Brief =
Move the part of the material below that opens with the line containing "pinpoint the arch" and closes with the line containing "[[115, 2, 280, 99]]", both ends included, into your reply. Copy every line in it, requests too, and add 81 to each box coordinate in the answers, leaving all other numbers as they are.

▶

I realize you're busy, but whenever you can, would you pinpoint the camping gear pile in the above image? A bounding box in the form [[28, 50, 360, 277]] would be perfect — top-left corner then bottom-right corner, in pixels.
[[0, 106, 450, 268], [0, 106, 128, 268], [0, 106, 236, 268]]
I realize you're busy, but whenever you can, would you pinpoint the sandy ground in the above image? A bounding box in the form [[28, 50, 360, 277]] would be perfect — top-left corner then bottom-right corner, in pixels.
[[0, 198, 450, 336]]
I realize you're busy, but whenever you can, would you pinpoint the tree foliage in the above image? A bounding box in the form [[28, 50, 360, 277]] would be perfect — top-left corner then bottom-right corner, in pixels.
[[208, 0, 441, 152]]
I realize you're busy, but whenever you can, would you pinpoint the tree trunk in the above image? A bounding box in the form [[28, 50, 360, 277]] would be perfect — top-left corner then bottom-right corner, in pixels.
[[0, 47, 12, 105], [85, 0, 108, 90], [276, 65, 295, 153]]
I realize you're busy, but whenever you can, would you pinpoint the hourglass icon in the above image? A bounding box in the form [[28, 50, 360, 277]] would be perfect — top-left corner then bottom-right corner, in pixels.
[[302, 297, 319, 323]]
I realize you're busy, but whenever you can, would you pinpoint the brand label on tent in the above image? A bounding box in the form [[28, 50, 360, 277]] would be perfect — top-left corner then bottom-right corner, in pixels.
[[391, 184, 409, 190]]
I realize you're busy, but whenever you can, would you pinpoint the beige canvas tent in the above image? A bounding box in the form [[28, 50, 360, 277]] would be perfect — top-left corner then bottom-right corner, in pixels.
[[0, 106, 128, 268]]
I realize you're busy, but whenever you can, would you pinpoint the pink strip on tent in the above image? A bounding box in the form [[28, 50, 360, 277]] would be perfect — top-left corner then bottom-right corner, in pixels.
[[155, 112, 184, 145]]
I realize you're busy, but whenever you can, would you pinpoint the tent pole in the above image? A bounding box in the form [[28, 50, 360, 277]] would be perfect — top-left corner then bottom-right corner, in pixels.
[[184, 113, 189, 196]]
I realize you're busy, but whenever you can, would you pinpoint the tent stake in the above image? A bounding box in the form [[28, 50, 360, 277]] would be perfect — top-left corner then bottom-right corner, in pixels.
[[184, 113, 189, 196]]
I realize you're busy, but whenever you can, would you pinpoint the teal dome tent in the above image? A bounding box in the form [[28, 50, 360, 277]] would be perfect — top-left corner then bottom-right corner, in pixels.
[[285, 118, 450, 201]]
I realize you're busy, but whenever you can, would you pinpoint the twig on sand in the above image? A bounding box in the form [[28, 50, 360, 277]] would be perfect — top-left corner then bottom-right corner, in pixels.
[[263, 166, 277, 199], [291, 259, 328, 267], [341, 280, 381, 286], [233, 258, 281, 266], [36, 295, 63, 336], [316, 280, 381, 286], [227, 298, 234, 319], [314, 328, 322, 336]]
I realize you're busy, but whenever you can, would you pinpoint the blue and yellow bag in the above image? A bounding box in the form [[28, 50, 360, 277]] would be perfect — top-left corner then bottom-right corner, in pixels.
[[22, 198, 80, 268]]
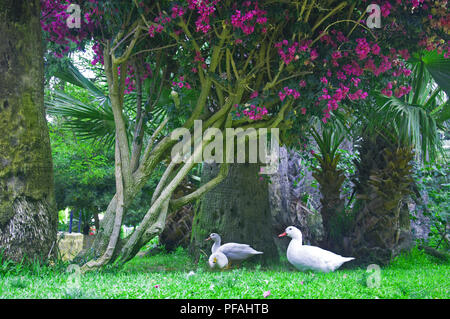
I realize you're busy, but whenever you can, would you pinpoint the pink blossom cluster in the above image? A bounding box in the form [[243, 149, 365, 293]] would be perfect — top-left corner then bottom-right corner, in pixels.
[[234, 104, 269, 121], [91, 43, 105, 65], [40, 0, 101, 58], [192, 51, 207, 73]]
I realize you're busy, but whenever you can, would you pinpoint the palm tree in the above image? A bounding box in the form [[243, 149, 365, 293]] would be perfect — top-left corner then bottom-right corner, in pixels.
[[352, 52, 450, 264]]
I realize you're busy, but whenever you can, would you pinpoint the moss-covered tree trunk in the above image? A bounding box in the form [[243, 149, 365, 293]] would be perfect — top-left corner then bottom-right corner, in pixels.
[[0, 0, 58, 261], [190, 164, 278, 263]]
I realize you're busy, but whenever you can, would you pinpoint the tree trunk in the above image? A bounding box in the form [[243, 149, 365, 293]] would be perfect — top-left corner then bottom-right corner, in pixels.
[[313, 154, 348, 254], [0, 0, 58, 261], [190, 163, 278, 263], [352, 136, 413, 265]]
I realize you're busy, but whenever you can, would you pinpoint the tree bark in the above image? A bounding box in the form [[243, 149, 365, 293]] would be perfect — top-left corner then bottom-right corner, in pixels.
[[190, 163, 278, 263], [0, 0, 58, 261]]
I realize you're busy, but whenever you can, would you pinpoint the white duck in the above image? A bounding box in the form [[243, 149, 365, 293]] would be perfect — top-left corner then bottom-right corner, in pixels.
[[208, 251, 228, 269], [278, 226, 355, 272], [205, 233, 263, 265]]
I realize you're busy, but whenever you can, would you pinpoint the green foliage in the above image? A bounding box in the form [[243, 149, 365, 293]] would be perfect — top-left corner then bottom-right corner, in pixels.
[[50, 125, 115, 224], [0, 249, 450, 299], [414, 163, 450, 250]]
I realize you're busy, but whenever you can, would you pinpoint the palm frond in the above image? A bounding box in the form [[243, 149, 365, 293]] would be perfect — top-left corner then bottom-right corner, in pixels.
[[45, 90, 115, 146]]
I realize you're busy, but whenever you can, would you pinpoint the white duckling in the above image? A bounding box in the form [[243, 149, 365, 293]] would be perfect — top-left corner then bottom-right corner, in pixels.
[[205, 233, 263, 265], [278, 226, 355, 272], [208, 251, 228, 269]]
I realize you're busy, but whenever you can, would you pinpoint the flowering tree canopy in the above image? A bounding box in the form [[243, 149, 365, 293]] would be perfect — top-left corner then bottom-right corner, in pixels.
[[42, 0, 450, 131]]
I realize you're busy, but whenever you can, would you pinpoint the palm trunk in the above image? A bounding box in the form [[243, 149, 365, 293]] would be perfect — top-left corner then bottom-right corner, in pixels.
[[190, 163, 278, 263], [0, 0, 58, 261], [313, 154, 348, 254]]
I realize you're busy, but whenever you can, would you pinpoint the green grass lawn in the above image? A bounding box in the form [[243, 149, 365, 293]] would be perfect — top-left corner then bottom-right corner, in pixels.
[[0, 249, 450, 299]]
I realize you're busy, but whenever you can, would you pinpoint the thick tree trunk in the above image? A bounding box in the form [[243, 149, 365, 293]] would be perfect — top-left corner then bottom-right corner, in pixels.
[[0, 0, 58, 261], [190, 163, 278, 263]]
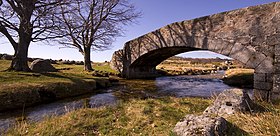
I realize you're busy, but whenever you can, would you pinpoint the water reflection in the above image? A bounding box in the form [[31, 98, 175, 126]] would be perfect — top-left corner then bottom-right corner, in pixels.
[[0, 73, 249, 132]]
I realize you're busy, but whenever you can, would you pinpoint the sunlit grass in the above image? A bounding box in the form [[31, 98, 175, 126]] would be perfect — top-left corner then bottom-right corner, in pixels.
[[5, 97, 211, 136]]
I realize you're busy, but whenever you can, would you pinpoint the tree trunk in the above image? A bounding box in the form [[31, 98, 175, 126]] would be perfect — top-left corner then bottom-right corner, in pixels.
[[9, 21, 32, 72], [84, 46, 93, 71], [9, 44, 31, 72]]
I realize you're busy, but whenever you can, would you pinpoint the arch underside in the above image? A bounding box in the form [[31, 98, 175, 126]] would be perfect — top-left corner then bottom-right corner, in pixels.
[[115, 2, 280, 99]]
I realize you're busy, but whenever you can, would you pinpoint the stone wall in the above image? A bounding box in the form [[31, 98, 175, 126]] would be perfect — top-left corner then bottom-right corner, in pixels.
[[112, 2, 280, 99]]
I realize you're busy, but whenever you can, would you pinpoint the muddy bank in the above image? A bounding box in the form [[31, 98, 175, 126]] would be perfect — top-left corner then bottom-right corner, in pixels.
[[0, 79, 111, 112]]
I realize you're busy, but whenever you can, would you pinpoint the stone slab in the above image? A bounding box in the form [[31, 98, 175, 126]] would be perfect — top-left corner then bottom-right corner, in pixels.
[[254, 81, 273, 91], [266, 33, 280, 45], [253, 89, 270, 101], [255, 57, 274, 73]]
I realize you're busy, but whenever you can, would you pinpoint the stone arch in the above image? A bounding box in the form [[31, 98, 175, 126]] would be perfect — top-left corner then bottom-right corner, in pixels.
[[111, 2, 280, 99]]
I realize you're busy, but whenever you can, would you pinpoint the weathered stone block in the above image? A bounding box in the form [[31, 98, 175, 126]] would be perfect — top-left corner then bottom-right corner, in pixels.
[[221, 41, 234, 56], [245, 52, 266, 68], [274, 55, 280, 64], [214, 39, 224, 53], [266, 33, 280, 45], [269, 91, 280, 100], [254, 81, 272, 91], [254, 73, 266, 82], [229, 43, 253, 64], [255, 57, 274, 73], [274, 63, 280, 74], [254, 89, 270, 101], [274, 44, 280, 55], [203, 39, 217, 52], [266, 73, 274, 83]]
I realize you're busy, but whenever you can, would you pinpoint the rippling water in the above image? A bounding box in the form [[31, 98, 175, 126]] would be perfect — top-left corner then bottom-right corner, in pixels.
[[0, 73, 249, 132]]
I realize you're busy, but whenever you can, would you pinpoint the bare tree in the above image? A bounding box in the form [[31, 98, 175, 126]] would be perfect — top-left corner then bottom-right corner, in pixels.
[[0, 0, 62, 71], [59, 0, 140, 71]]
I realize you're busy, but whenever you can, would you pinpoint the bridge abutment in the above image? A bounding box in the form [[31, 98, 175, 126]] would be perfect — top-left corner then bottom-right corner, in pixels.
[[111, 2, 280, 100]]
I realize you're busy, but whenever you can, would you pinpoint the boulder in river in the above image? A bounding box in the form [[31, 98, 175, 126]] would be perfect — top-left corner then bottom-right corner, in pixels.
[[30, 59, 57, 72], [204, 89, 259, 116]]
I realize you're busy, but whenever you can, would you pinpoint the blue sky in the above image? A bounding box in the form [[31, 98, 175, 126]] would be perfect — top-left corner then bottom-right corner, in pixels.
[[0, 0, 278, 61]]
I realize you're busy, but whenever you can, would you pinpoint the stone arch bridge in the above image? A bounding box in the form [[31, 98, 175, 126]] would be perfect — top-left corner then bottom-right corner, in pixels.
[[111, 2, 280, 99]]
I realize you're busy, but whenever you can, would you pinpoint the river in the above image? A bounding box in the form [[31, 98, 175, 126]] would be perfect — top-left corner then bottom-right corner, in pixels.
[[0, 72, 250, 132]]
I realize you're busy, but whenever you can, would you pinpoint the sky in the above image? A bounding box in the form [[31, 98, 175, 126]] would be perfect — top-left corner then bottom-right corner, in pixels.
[[0, 0, 278, 62]]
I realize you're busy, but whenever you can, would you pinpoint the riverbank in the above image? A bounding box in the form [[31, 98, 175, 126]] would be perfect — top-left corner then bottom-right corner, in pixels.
[[7, 97, 211, 136], [6, 97, 280, 136], [0, 60, 115, 111]]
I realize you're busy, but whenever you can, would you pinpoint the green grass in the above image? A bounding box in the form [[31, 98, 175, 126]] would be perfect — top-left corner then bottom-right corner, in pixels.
[[223, 68, 254, 88], [0, 60, 115, 111], [227, 100, 280, 136], [7, 97, 211, 136]]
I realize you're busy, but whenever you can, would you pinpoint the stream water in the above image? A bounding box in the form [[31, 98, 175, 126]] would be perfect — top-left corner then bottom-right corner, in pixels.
[[0, 72, 250, 132]]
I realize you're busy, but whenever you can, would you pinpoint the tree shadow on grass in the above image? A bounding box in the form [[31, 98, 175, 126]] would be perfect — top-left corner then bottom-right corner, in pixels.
[[40, 73, 89, 83], [226, 122, 250, 136]]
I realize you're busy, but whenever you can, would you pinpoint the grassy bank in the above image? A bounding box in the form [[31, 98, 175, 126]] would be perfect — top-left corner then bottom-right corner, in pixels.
[[6, 97, 280, 136], [223, 68, 254, 88], [7, 97, 211, 136], [227, 100, 280, 136], [0, 60, 115, 111]]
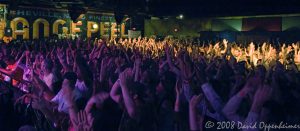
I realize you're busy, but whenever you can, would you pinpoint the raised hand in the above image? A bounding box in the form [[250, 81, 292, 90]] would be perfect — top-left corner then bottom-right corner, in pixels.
[[72, 111, 94, 131], [190, 94, 203, 109], [251, 84, 272, 112], [119, 68, 133, 87]]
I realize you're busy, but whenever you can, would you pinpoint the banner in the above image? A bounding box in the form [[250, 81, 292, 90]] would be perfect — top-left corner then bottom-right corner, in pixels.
[[0, 5, 129, 39]]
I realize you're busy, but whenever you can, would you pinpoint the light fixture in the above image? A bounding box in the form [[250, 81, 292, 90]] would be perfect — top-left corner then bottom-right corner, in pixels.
[[93, 24, 98, 29]]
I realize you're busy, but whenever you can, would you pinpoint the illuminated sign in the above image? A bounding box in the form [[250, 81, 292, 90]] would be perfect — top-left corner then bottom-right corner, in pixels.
[[0, 5, 127, 39]]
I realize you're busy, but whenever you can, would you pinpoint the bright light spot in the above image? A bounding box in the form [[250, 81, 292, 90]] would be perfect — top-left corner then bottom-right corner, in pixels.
[[179, 14, 183, 19], [93, 24, 98, 29]]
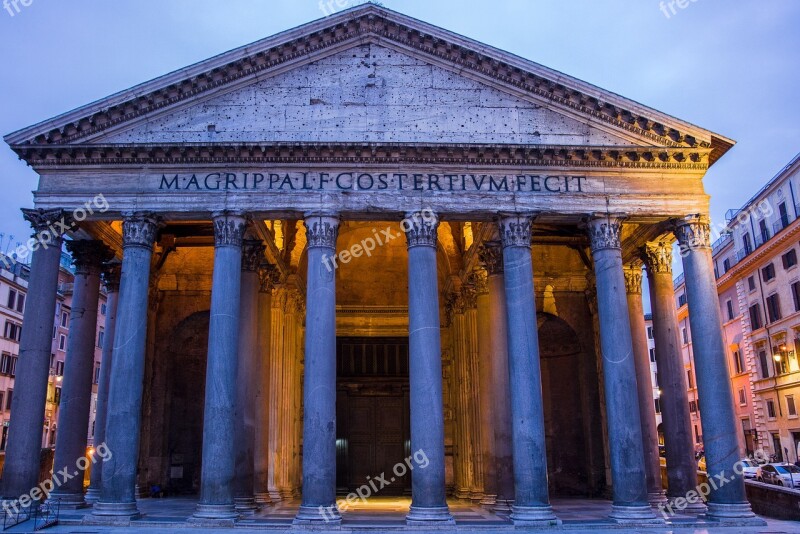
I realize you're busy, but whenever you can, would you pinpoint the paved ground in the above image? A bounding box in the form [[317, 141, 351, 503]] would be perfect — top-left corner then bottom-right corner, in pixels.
[[7, 498, 800, 534]]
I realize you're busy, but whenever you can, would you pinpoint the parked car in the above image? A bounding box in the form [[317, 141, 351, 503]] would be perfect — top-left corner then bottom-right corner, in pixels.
[[756, 463, 800, 488], [739, 458, 759, 480]]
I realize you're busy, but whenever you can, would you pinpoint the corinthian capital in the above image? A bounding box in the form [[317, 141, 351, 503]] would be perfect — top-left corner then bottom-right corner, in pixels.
[[497, 214, 533, 249], [623, 265, 642, 295], [66, 239, 113, 276], [674, 215, 711, 250], [586, 215, 624, 252], [303, 214, 339, 250], [242, 239, 267, 273], [400, 210, 439, 248], [642, 242, 672, 274], [212, 211, 247, 247], [122, 213, 160, 250]]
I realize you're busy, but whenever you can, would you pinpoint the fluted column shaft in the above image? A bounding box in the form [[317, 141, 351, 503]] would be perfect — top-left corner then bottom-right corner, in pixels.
[[193, 212, 246, 521], [472, 269, 498, 506], [643, 242, 706, 513], [92, 214, 158, 518], [255, 262, 278, 504], [499, 214, 557, 526], [85, 261, 122, 503], [295, 214, 341, 524], [234, 239, 265, 514], [3, 210, 65, 506], [588, 216, 655, 521], [403, 212, 453, 525], [675, 216, 753, 520], [625, 265, 666, 505], [51, 241, 111, 508]]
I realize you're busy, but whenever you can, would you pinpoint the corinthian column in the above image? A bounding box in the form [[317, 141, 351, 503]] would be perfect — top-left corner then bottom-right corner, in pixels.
[[478, 241, 514, 515], [92, 214, 159, 521], [675, 215, 763, 524], [625, 264, 666, 506], [3, 209, 69, 506], [588, 216, 655, 521], [294, 214, 341, 525], [643, 242, 706, 513], [234, 239, 266, 514], [86, 260, 122, 503], [499, 214, 558, 526], [255, 262, 279, 504], [403, 212, 454, 526], [51, 241, 111, 508], [191, 211, 246, 523]]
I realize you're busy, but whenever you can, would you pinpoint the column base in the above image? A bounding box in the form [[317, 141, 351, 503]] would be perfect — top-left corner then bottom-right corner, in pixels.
[[188, 504, 239, 526], [509, 505, 561, 527], [233, 497, 258, 515], [480, 494, 497, 506], [406, 504, 456, 527], [292, 503, 342, 527], [608, 504, 664, 525], [254, 492, 272, 505], [490, 499, 514, 517], [704, 502, 766, 526], [47, 491, 91, 510], [89, 501, 142, 525], [83, 487, 101, 504]]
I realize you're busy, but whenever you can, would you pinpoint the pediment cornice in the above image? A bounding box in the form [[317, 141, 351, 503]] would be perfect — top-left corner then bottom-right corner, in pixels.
[[6, 4, 733, 165], [18, 143, 711, 170]]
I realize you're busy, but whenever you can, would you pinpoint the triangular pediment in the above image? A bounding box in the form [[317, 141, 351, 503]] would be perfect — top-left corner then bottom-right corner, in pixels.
[[6, 4, 733, 163]]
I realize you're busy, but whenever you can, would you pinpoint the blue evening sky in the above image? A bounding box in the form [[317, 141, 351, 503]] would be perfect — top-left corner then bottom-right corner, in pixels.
[[0, 0, 800, 262]]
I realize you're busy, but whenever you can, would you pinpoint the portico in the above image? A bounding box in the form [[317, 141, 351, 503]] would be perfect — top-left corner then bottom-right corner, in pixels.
[[3, 5, 754, 526]]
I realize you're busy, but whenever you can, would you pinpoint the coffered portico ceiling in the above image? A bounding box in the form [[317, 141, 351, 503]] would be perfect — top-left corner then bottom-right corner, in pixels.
[[5, 4, 733, 222]]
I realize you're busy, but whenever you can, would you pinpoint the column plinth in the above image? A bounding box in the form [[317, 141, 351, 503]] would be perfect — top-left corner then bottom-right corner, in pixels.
[[49, 241, 111, 508], [402, 212, 455, 527], [294, 214, 341, 525], [498, 214, 559, 526], [587, 216, 660, 521], [92, 214, 159, 523], [675, 216, 764, 525], [189, 212, 247, 524]]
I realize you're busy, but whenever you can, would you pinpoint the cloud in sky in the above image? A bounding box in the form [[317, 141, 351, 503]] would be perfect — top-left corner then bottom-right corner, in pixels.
[[0, 0, 800, 252]]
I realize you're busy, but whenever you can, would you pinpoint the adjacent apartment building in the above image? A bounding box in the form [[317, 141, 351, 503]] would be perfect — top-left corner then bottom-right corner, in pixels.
[[0, 253, 106, 462], [675, 154, 800, 462]]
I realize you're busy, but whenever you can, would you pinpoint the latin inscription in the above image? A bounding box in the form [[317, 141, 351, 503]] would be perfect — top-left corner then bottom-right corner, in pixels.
[[158, 172, 587, 193]]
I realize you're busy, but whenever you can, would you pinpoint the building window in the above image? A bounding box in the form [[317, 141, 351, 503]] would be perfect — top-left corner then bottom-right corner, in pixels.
[[786, 395, 797, 417], [761, 263, 775, 282], [750, 304, 763, 330], [767, 400, 775, 419], [758, 349, 769, 378], [781, 249, 797, 269], [733, 350, 744, 375], [3, 321, 22, 343], [767, 293, 782, 323]]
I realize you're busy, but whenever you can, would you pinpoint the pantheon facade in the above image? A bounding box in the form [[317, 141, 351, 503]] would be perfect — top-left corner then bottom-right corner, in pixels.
[[2, 4, 754, 526]]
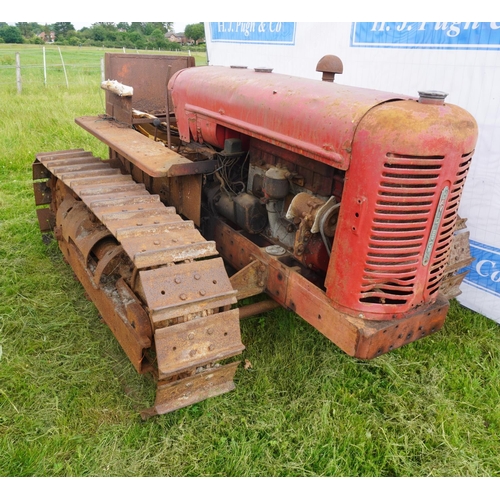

◀

Solution for this task =
I realize you're busy, but whenever you can, would you pinpoint the arch underside in the above image? A bounding box in the form [[31, 98, 175, 126]] would be perfect — top-left corner then bottom-right corner, in pixels.
[[196, 83, 361, 180]]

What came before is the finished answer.